* [THE REQUEST]:
Output every line of the listing below word for word, without changing anything.

* [Listing of labeled points]:
========

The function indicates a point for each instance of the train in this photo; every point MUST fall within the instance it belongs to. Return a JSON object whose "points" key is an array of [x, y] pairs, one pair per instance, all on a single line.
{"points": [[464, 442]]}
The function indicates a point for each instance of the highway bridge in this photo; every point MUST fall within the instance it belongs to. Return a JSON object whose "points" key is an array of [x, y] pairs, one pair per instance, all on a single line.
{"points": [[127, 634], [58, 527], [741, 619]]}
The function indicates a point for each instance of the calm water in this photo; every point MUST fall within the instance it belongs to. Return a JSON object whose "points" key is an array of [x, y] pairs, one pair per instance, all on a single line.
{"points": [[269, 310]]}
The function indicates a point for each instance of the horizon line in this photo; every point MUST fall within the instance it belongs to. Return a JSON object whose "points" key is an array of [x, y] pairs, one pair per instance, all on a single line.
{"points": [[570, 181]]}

========

* [FINISHED TASK]:
The function indicates a point for each instance of the train in this photo; every point MUST fall within the instance it belongs to. Return a JSON object whose "points" key is an array of [x, y] pairs, one pair per instance, all on a single line.
{"points": [[464, 442]]}
The function indicates a point for each instance of the highway bridge in this photo; every point MUST fall within the instance it belongs to. Return a JSON object whose "points" key is an array of [x, y] pairs, one pair per instance, all on a single line.
{"points": [[127, 634], [58, 527], [741, 619]]}
The function indicates a point for each instance of the calm water in this photo; every point MUST fall within the instance it belongs to. Return a JSON object whose "points" key is an array of [x, y] pairs, one pair per instance, all on a single line.
{"points": [[269, 310]]}
The function indicates a point for each instance of the horizon line in this photo; every point MUST fall within the instance it belongs to. Return a JSON object whose "points" key is an array of [x, y] pairs, one pair per instance, all on a single line.
{"points": [[570, 181]]}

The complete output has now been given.